### Task description
Put the lines of the data below, from its start through the line containing "x=162, y=122", into a JSON list of strings with one string per line, leaving out blank lines.

━━━ Provided material

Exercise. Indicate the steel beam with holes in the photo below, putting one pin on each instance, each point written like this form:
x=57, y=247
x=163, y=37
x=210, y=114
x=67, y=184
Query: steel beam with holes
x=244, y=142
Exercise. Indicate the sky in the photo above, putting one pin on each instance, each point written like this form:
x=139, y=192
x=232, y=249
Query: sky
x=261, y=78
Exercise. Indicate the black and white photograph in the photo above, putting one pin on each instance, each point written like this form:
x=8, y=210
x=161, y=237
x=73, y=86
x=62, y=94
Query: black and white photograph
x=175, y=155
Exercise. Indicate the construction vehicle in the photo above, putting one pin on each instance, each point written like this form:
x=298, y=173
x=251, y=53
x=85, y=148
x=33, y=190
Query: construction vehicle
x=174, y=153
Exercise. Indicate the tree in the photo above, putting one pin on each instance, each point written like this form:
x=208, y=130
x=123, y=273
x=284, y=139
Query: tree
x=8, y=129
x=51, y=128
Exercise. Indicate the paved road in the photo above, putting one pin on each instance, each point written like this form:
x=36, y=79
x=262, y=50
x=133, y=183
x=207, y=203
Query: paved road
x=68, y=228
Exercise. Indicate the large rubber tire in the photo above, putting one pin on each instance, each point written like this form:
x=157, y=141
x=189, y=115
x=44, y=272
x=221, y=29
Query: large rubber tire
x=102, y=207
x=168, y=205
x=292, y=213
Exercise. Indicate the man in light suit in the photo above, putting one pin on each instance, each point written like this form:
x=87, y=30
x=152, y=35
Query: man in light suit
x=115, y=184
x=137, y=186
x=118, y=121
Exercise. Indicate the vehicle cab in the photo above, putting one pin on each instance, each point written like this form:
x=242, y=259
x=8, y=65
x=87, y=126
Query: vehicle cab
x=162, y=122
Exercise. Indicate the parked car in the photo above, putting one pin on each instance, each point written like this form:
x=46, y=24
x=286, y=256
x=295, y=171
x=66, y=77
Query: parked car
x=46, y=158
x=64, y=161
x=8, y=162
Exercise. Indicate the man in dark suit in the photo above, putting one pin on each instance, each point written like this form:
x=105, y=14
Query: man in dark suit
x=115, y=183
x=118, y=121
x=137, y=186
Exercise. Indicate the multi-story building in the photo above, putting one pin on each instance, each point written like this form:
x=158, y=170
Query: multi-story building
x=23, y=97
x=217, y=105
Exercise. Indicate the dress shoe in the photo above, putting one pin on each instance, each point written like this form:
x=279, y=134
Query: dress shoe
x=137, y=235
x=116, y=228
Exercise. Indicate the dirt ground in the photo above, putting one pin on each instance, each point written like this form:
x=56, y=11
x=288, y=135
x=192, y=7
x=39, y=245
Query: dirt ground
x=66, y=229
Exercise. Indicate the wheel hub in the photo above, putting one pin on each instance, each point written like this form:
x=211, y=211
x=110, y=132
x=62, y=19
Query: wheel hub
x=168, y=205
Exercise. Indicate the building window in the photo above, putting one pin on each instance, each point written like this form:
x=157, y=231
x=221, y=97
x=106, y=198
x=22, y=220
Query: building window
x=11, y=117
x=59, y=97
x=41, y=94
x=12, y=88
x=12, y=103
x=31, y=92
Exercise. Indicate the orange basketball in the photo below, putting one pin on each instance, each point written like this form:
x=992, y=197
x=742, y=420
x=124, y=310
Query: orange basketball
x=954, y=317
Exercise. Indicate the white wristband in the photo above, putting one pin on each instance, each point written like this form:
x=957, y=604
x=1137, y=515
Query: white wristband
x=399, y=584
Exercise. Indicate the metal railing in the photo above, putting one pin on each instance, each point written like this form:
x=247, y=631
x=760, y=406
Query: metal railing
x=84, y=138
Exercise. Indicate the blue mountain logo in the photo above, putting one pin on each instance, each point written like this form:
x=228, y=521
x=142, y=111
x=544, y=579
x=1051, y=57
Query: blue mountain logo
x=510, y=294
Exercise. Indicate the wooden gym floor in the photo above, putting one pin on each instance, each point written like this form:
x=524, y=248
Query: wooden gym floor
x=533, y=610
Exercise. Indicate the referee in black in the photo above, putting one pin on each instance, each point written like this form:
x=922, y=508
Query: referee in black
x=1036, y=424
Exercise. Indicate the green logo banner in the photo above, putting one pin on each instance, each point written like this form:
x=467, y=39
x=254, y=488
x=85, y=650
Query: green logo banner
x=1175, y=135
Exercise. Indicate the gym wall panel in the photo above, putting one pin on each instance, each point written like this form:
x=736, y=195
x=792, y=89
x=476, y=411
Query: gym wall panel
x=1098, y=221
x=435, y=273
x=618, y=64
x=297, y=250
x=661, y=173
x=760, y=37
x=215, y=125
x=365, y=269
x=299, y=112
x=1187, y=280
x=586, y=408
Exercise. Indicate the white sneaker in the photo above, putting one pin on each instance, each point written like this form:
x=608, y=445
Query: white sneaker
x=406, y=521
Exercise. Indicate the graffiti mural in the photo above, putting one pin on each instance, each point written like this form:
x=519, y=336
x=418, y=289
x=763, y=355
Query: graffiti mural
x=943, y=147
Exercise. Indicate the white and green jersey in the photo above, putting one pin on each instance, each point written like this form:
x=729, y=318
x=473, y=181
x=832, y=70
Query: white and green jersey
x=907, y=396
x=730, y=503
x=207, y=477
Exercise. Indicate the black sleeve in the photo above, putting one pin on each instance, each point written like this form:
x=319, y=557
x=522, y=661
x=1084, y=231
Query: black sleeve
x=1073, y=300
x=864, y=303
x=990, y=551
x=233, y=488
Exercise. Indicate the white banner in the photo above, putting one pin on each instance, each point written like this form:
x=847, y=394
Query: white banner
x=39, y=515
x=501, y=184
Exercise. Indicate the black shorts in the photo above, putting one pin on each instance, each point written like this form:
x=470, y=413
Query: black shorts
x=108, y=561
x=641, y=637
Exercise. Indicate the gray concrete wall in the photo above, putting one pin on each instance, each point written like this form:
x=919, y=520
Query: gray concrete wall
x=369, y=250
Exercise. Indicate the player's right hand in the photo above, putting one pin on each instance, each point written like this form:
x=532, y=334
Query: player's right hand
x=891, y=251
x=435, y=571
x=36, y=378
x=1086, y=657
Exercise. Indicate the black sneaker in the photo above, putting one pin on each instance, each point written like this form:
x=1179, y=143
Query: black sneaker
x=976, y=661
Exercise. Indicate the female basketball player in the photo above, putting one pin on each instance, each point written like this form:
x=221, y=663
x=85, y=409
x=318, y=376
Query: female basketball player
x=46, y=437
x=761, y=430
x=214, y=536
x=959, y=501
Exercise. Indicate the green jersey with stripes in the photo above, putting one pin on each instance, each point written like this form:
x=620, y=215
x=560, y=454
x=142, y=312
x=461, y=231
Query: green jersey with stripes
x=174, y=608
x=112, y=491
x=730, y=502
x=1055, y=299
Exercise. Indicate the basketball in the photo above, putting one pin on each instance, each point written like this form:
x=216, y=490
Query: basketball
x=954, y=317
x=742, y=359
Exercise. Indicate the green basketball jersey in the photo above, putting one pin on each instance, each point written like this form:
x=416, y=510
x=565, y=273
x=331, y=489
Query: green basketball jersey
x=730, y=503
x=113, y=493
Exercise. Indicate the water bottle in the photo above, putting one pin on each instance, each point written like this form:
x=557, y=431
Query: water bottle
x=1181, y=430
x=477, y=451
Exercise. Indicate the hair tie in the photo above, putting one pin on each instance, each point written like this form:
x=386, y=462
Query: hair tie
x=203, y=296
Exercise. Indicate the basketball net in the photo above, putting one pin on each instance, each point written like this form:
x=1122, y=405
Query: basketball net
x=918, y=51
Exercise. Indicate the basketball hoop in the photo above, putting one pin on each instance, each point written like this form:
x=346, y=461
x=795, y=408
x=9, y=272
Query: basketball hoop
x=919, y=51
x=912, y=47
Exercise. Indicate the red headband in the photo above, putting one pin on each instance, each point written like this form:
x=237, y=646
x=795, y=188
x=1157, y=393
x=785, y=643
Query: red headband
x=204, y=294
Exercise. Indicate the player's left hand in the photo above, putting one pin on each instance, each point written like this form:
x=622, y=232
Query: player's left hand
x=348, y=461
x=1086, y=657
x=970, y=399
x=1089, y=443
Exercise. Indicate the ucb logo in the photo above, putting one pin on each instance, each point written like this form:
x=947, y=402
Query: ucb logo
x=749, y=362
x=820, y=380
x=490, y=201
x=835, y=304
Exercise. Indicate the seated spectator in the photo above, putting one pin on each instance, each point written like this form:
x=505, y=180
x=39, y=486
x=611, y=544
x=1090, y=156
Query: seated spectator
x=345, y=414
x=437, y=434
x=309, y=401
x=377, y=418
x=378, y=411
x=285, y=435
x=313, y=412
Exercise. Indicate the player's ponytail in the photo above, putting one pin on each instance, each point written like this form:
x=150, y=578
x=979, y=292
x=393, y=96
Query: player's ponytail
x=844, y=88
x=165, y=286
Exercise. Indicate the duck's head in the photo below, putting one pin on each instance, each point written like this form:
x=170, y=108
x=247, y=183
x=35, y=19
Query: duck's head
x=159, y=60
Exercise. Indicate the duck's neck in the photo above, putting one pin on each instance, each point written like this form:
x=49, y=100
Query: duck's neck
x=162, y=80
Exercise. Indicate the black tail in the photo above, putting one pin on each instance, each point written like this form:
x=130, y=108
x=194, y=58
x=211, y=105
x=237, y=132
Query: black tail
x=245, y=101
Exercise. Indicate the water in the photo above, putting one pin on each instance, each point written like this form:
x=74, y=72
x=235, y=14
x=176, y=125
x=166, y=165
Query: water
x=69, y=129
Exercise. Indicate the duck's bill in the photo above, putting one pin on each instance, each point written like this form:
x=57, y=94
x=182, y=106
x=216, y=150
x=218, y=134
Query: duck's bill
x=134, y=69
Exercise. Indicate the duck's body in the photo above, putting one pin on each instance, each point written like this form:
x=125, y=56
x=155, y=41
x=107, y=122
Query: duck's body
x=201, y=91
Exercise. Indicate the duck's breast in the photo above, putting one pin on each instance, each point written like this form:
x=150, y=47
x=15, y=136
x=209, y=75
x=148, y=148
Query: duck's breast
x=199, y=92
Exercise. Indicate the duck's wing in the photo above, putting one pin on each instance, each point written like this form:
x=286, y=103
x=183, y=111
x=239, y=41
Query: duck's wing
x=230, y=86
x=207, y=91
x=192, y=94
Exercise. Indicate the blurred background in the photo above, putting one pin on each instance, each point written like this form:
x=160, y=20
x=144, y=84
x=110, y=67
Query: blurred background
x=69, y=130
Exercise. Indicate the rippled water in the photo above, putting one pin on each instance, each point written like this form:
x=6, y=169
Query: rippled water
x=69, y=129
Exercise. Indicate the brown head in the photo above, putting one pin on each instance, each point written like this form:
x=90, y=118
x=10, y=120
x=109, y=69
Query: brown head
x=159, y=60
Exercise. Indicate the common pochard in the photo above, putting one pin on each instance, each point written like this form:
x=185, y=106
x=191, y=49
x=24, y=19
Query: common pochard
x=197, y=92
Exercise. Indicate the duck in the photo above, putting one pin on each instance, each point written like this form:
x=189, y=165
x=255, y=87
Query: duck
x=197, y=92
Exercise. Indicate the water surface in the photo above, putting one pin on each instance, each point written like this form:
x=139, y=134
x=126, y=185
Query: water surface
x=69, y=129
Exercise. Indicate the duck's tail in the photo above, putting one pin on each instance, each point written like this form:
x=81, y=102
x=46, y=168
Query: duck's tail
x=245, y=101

━━━━━━

### Reply to the exercise
[
  "Exercise. Indicate the steel beam with holes in the photo below, putting one pin on each instance, each point written like this form:",
  "x=57, y=247",
  "x=163, y=37",
  "x=210, y=114",
  "x=67, y=184",
  "Query: steel beam with holes",
  "x=244, y=142",
  "Exercise. Indicate the sky in the photo above, putting one pin on each instance, each point written like this form:",
  "x=139, y=192",
  "x=232, y=249",
  "Query: sky",
  "x=261, y=78",
  "Exercise. Indicate the black and white photograph in the photo above, putting one pin on each instance, each point written like this form:",
  "x=8, y=210",
  "x=161, y=237",
  "x=73, y=86",
  "x=62, y=94",
  "Query: black and white photograph",
  "x=175, y=155",
  "Exercise. Indicate the construction vehicle in the photo above, putting one pin on each instance, each point written like this form:",
  "x=298, y=173",
  "x=251, y=53",
  "x=85, y=148",
  "x=33, y=190",
  "Query: construction vehicle",
  "x=174, y=153",
  "Exercise. Indicate the tree in the photo above, putting one pin on each instance, each point written like this form:",
  "x=208, y=130",
  "x=123, y=273",
  "x=284, y=139",
  "Query: tree",
  "x=8, y=129",
  "x=51, y=128",
  "Exercise. Indicate the paved road in the photo above, putting one pin on each instance, each point written like this form:",
  "x=36, y=79",
  "x=262, y=50",
  "x=133, y=183",
  "x=207, y=203",
  "Query: paved road",
  "x=68, y=228",
  "Exercise. Indicate the large rubber tire in the photo above, putting one pin on each instance, each point written like this form:",
  "x=157, y=141",
  "x=189, y=115",
  "x=44, y=272",
  "x=221, y=29",
  "Query: large rubber tire",
  "x=102, y=207",
  "x=168, y=205",
  "x=292, y=213",
  "Exercise. Indicate the man in light suit in the photo above, putting one pin on each instance, each point written like this form:",
  "x=87, y=30",
  "x=152, y=35",
  "Query: man in light suit",
  "x=115, y=184",
  "x=137, y=186",
  "x=118, y=121",
  "Exercise. Indicate the vehicle cab in the photo above, putting one pin on each instance, each point written like this form:",
  "x=242, y=259",
  "x=8, y=65",
  "x=87, y=126",
  "Query: vehicle cab",
  "x=162, y=122"
]